— Provided material —
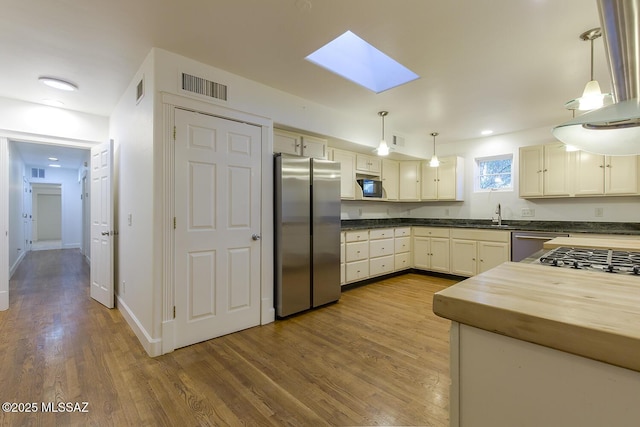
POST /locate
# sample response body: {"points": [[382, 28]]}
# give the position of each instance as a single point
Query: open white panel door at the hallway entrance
{"points": [[101, 224]]}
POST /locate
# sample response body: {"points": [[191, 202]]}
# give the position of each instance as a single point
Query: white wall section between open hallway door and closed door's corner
{"points": [[131, 127]]}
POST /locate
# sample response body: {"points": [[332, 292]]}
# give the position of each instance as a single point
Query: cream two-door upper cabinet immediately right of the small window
{"points": [[544, 171]]}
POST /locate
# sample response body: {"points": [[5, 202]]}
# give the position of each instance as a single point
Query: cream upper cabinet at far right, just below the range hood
{"points": [[597, 175]]}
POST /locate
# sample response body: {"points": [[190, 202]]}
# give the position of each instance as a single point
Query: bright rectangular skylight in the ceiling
{"points": [[354, 59]]}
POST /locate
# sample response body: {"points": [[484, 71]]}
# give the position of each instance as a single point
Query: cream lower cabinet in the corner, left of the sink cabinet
{"points": [[431, 249]]}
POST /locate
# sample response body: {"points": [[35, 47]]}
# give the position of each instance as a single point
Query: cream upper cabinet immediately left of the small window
{"points": [[446, 182]]}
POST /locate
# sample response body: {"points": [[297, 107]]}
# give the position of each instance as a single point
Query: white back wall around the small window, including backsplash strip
{"points": [[482, 205]]}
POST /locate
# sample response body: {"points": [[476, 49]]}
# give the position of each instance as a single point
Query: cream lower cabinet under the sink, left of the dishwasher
{"points": [[476, 251]]}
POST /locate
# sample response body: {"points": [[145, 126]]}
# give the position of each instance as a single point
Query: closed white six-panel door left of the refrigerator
{"points": [[217, 226]]}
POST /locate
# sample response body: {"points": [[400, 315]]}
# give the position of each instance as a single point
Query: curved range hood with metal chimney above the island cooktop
{"points": [[614, 129]]}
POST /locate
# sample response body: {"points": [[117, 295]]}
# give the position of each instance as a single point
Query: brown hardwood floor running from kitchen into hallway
{"points": [[377, 357]]}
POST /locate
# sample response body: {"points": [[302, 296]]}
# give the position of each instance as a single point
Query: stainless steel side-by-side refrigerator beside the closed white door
{"points": [[307, 233]]}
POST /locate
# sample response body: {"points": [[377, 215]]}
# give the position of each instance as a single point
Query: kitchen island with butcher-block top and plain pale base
{"points": [[533, 345]]}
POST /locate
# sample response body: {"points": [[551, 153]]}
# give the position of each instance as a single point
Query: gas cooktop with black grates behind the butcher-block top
{"points": [[605, 260]]}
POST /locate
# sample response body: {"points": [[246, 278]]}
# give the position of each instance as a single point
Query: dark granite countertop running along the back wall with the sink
{"points": [[628, 228]]}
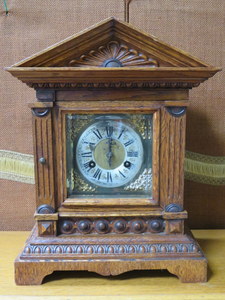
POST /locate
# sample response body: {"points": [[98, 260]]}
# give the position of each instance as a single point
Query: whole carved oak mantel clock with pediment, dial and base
{"points": [[109, 143]]}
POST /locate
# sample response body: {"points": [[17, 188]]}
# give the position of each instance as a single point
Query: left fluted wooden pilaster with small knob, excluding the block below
{"points": [[42, 124]]}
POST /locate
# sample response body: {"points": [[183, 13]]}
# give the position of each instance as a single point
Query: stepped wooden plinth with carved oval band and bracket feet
{"points": [[179, 254]]}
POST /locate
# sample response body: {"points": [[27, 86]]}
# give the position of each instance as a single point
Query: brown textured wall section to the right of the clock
{"points": [[198, 27]]}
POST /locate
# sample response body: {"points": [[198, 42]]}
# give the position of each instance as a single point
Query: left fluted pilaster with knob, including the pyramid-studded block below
{"points": [[44, 163]]}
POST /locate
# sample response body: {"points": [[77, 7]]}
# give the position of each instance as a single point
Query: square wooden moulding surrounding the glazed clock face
{"points": [[115, 107]]}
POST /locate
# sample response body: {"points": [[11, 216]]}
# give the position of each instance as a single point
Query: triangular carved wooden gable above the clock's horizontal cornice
{"points": [[111, 39]]}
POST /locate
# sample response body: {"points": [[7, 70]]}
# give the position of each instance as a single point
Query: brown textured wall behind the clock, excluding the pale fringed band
{"points": [[197, 26]]}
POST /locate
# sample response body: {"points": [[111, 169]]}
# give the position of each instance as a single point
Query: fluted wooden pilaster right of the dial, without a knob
{"points": [[172, 152]]}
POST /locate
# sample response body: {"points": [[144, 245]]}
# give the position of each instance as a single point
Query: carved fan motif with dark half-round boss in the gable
{"points": [[114, 54]]}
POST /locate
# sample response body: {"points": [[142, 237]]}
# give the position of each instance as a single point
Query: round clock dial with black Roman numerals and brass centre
{"points": [[109, 153]]}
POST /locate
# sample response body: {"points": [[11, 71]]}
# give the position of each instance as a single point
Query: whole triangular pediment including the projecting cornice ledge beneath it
{"points": [[106, 45]]}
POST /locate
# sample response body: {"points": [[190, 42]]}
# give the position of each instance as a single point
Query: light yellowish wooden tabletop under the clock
{"points": [[135, 285]]}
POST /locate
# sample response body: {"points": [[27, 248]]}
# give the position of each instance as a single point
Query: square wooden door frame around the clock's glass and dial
{"points": [[106, 107]]}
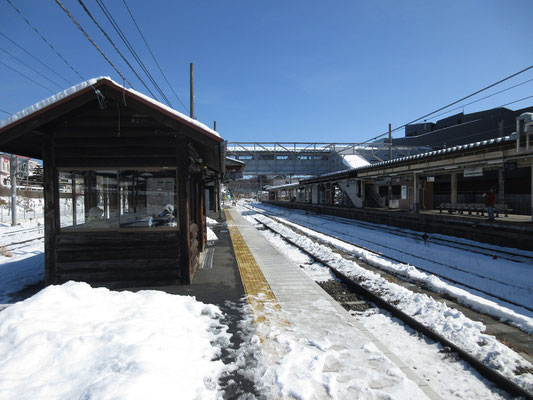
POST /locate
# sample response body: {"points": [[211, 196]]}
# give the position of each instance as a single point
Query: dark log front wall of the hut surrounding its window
{"points": [[114, 258]]}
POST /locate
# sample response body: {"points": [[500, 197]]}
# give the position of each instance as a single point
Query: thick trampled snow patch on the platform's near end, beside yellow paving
{"points": [[316, 360]]}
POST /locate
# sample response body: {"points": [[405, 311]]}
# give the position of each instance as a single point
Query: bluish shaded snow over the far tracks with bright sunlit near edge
{"points": [[502, 278]]}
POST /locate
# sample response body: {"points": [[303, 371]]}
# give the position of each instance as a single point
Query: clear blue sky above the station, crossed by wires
{"points": [[288, 70]]}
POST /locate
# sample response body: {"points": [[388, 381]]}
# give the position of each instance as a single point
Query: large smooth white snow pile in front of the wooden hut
{"points": [[73, 341]]}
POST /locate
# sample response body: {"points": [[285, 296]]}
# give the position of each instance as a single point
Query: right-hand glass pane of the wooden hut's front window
{"points": [[148, 198]]}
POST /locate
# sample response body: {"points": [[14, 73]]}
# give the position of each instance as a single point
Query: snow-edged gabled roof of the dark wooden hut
{"points": [[22, 133]]}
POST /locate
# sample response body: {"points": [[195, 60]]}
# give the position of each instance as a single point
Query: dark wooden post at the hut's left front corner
{"points": [[51, 210]]}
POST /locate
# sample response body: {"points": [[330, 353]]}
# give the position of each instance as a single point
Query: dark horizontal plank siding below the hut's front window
{"points": [[116, 259]]}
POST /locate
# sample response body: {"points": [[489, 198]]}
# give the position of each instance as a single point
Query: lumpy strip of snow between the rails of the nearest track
{"points": [[449, 322]]}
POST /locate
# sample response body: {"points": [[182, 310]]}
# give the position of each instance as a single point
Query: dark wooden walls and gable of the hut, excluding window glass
{"points": [[123, 131]]}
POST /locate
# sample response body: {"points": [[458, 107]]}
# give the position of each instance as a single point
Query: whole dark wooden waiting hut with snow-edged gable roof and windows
{"points": [[124, 184]]}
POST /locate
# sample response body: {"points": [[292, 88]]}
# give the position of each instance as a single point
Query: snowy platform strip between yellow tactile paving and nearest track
{"points": [[322, 349]]}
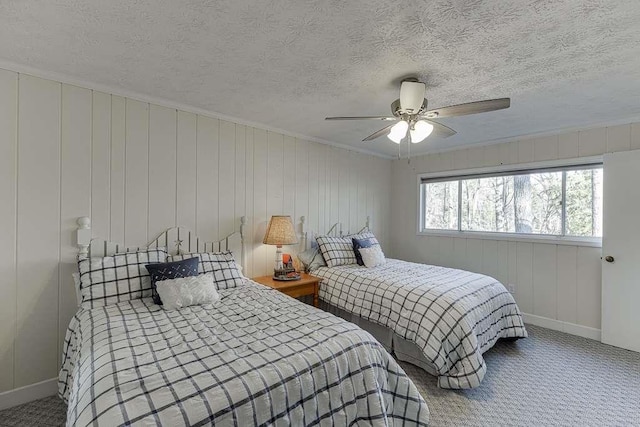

— Exercise —
Could you copy out every record exactly, minus the pictures?

— Exercise result —
POST /locate
# sample response body: {"points": [[382, 28]]}
# give the position of each instance as a single point
Query: open white panel door at the hallway entrance
{"points": [[101, 224]]}
POST /locate
# sample response body: {"points": [[191, 202]]}
# give the position of each instance as a single point
Query: white wall section between open hallway door and closed door's corner
{"points": [[131, 127]]}
POST /locate
# sample response body: {"points": [[332, 292]]}
# give the position of each instance as a single point
Query: cream two-door upper cabinet immediately right of the small window
{"points": [[544, 171]]}
POST /locate
# sample response body: {"points": [[5, 202]]}
# give the position of each instance as a single point
Query: cream upper cabinet at far right, just below the range hood
{"points": [[597, 175]]}
POST /locate
# sample response body: {"points": [[190, 202]]}
# give the position of each instance as a single point
Query: bright rectangular skylight in the ceiling
{"points": [[354, 59]]}
POST /locate
# sample response body: {"points": [[484, 71]]}
# give the position of each instance as a single point
Query: cream lower cabinet in the corner, left of the sink cabinet
{"points": [[431, 249]]}
POST /locate
# sample response body: {"points": [[35, 47]]}
# give the position of each instance as a single point
Query: cream upper cabinet immediately left of the small window
{"points": [[446, 182]]}
POST /locate
# sample response body: {"points": [[297, 107]]}
# give the position of each instance as a single point
Query: white back wall around the small window, including backsplash strip
{"points": [[482, 205]]}
POST /locate
# sample response body: {"points": [[476, 49]]}
# give the position of each instance as a single point
Query: cream lower cabinet under the sink, left of the dishwasher
{"points": [[476, 251]]}
POST /locate
# sample response body: {"points": [[145, 126]]}
# give the position of each instance as a single point
Query: closed white six-panel door left of the refrigerator
{"points": [[217, 226]]}
POST /locate
# sample response body: {"points": [[400, 315]]}
# give the position of each instance as a single point
Query: curved range hood with metal chimney above the island cooktop
{"points": [[614, 129]]}
POST /locate
# sample response body: {"points": [[117, 295]]}
# give the position of each instance as a single point
Query: brown hardwood floor running from kitchen into hallway
{"points": [[377, 357]]}
POST /locate
# sample response body: {"points": [[302, 296]]}
# give the position of each instance as a single point
Query: stainless steel side-by-side refrigerator beside the closed white door
{"points": [[307, 233]]}
POST /locate
# sample response body: {"points": [[377, 215]]}
# give the position of each instance as a single point
Query: kitchen island with butcher-block top and plain pale base
{"points": [[533, 345]]}
POST /locate
# sample response body: {"points": [[551, 153]]}
# give the position of each instance as a single point
Query: gas cooktop with black grates behind the butcher-block top
{"points": [[605, 260]]}
POST /locate
# sample response body: {"points": [[246, 278]]}
# give the position of each instance as a single point
Query: dark granite countertop running along the back wall with the sink
{"points": [[628, 228]]}
POST /locate
# sample response body: {"points": [[98, 260]]}
# give the position of each instance as a single point
Query: whole carved oak mantel clock with pediment, dial and base
{"points": [[109, 143]]}
POST /locate
# sample response body: {"points": [[17, 188]]}
# give the position of each instance as a single point
Query: left fluted wooden pilaster with small knob, excluding the block below
{"points": [[42, 124]]}
POST /locate
# sample response body: {"points": [[183, 13]]}
# give the position of each instance as a single point
Query: stepped wooden plinth with carved oval band and bracket feet
{"points": [[179, 254]]}
POST /locate
# sample response body: {"points": [[27, 86]]}
# give the position of each instance as a single point
Query: brown textured wall section to the right of the clock
{"points": [[198, 27]]}
POST /locate
# sample response body: {"points": [[198, 42]]}
# give the position of each instance as a single point
Query: left fluted pilaster with knob, including the pyramid-studded block below
{"points": [[44, 163]]}
POST /locate
# sample response body: {"points": [[77, 7]]}
# give the position of each instance as a single point
Query: square wooden moulding surrounding the glazed clock face
{"points": [[115, 107]]}
POST /locate
# sample response body: {"points": [[11, 216]]}
# give the position of each instance as a single point
Query: triangular carved wooden gable above the clock's horizontal cornice
{"points": [[111, 39]]}
POST /locate
# sample response body: {"points": [[7, 70]]}
# give the position of each instance as a single point
Query: brown textured wall behind the clock, excluding the pale fringed band
{"points": [[197, 26]]}
POST /locate
# sample response body: {"points": [[111, 169]]}
# give the position of each instance as a single point
Query: fluted wooden pilaster right of the dial, without a knob
{"points": [[172, 152]]}
POST /locate
# sample response body: {"points": [[144, 245]]}
# give the position of each instance as a single point
Query: carved fan motif with dark half-round boss in the gable
{"points": [[114, 54]]}
POST /locate
# sample response body: {"points": [[142, 237]]}
# give the position of each instance as a single point
Query: round clock dial with black Roman numerals and brass centre
{"points": [[109, 153]]}
POST /locate
# sample response body: {"points": [[11, 71]]}
# give the position of each instance as a single point
Query: whole triangular pediment including the projecting cornice ledge beneath it
{"points": [[106, 45]]}
POST /locate
# sample response body: {"points": [[190, 42]]}
# give the position of each instance as a single point
Query: light yellowish wooden tabletop under the clock
{"points": [[135, 285]]}
POST /locate
# sample response body: {"points": [[27, 248]]}
# give the position of each instance as a single point
Query: square wooden door frame around the clock's glass and dial
{"points": [[106, 107]]}
POST /locate
# sample response body: {"points": [[211, 196]]}
# give the position of each instance as a single point
Query: dark log front wall of the hut surrounding its window
{"points": [[114, 258]]}
POST /locate
# sample response body: {"points": [[500, 197]]}
# give the position of each instance as a single point
Query: thick trampled snow patch on the platform's near end, beside yellow paving
{"points": [[316, 360]]}
POST /locate
# sample response body: {"points": [[405, 311]]}
# give the position of each instance as a single point
Query: bluish shaded snow over the far tracks with bright sunlit near edge
{"points": [[502, 278]]}
POST /locate
# sample response body: {"points": [[303, 371]]}
# give the position of each instance as a single point
Query: clear blue sky above the station, crossed by wires
{"points": [[288, 70]]}
POST /locate
# sample response body: {"points": [[388, 381]]}
# give the position of each instance as a single point
Query: large smooth white snow pile in front of the wooden hut
{"points": [[73, 341]]}
POST /locate
# sample response body: {"points": [[285, 296]]}
# give the position of each instance as a single point
Query: right-hand glass pane of the wooden hut's front window
{"points": [[148, 198]]}
POST /locate
# sample response body: {"points": [[14, 73]]}
# give the position of each instance as a single point
Query: snow-edged gabled roof of the dark wooden hut
{"points": [[22, 133]]}
POST /locate
# sample response body: {"points": [[195, 60]]}
# give the position of each instance as a single point
Query: dark wooden post at the hut's left front corner
{"points": [[51, 210]]}
POST /locate
# sample response body: {"points": [[330, 353]]}
# give the position of each instance as a single point
Query: dark horizontal plank siding below the hut's front window
{"points": [[116, 259]]}
POST /locate
# sample response body: {"points": [[489, 198]]}
# give the position of each instance as a single point
Query: lumpy strip of snow between the rails of the nearest track
{"points": [[449, 322]]}
POST /locate
# sample response body: {"points": [[182, 310]]}
# give the position of each instance as a single point
Query: dark wooden walls and gable of the hut, excluding window glass
{"points": [[123, 131]]}
POST /locate
# sample response body: {"points": [[458, 107]]}
# give the position of each instance as a single point
Query: whole dark wooden waiting hut with snow-edged gable roof and windows
{"points": [[124, 184]]}
POST /locate
# sample response body: {"points": [[292, 88]]}
# give the position of each instance as a single point
Query: snowy platform strip between yellow tactile paving and nearest track
{"points": [[322, 349]]}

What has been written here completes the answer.